=== Exercise brief ===
Reproduce the listing word for word, leaving every picture behind.

=== Raw data ===
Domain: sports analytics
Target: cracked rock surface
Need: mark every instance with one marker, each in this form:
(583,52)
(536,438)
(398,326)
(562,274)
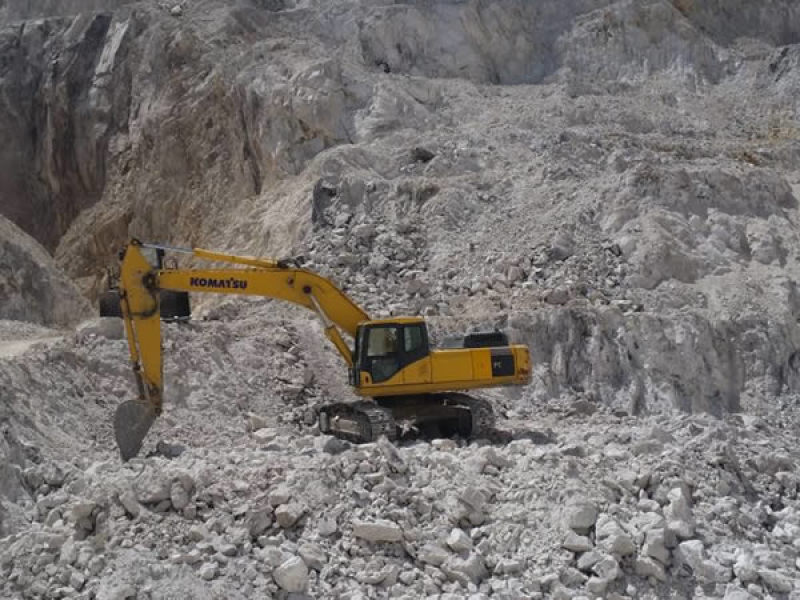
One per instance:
(614,183)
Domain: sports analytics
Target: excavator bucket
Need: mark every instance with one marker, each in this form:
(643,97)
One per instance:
(132,421)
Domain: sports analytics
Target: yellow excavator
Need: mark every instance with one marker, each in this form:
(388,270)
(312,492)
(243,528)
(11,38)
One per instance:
(408,384)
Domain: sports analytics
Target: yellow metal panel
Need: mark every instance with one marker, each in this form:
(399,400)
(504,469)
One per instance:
(481,363)
(418,372)
(451,365)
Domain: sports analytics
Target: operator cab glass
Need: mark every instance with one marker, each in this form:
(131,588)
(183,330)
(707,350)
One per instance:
(382,350)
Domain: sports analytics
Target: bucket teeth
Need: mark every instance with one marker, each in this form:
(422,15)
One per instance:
(132,421)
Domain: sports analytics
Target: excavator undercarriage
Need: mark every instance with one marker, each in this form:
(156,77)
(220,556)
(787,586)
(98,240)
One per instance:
(402,417)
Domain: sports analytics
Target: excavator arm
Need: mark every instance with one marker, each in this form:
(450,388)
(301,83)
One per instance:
(141,283)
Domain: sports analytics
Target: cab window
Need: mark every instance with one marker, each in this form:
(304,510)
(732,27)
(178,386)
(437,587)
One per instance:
(382,341)
(413,337)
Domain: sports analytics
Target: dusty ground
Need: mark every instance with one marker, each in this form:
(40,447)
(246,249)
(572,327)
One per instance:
(615,183)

=== Final result ===
Domain: sports analytics
Target: cracked rock surface
Need: mark every instance with one marker, each in this form:
(583,52)
(536,438)
(398,326)
(562,274)
One per instance:
(614,183)
Domain: sports analytics
Target: excavator bucket
Need: mark every instance with one marker, each in this form:
(643,97)
One per instance:
(132,421)
Domain: sports analytics
Target: yellow excavator
Need: mark every instance with one marker, each in this form:
(388,270)
(312,492)
(243,528)
(11,38)
One per instance:
(408,384)
Domain: sports analytics
Target: yellow metal panel
Need: mark every instance with one marker, each in this form:
(399,400)
(504,469)
One per instance:
(481,363)
(418,372)
(451,365)
Domain: sports analytics
Target: operator cab glass
Need: mark every instance with one marker, each in this form:
(131,588)
(183,330)
(707,350)
One per instance:
(382,350)
Domain: sports analytics
Target: bucket teeth
Need: mark every instance with one marker, each in this form:
(422,15)
One per instance:
(132,421)
Domain: sports analytics
Target: excavator undercarriage
Need: mark every instance with one marker, each in this form:
(156,77)
(220,556)
(787,586)
(98,240)
One per instance:
(402,417)
Domain: sports analytics
Target: excavator arm
Need: mark every instance with one marker, each in this form:
(450,388)
(301,83)
One per instance:
(141,283)
Domain: sports analytics
Target: cab window
Need: mark every instance with one marker, each in this form:
(304,510)
(732,27)
(178,386)
(437,587)
One per instance:
(382,341)
(413,337)
Domain: sports analytics
Target: dusty ground
Need: mark every instance with one marker, each in this form:
(40,447)
(246,249)
(572,327)
One per instance:
(615,183)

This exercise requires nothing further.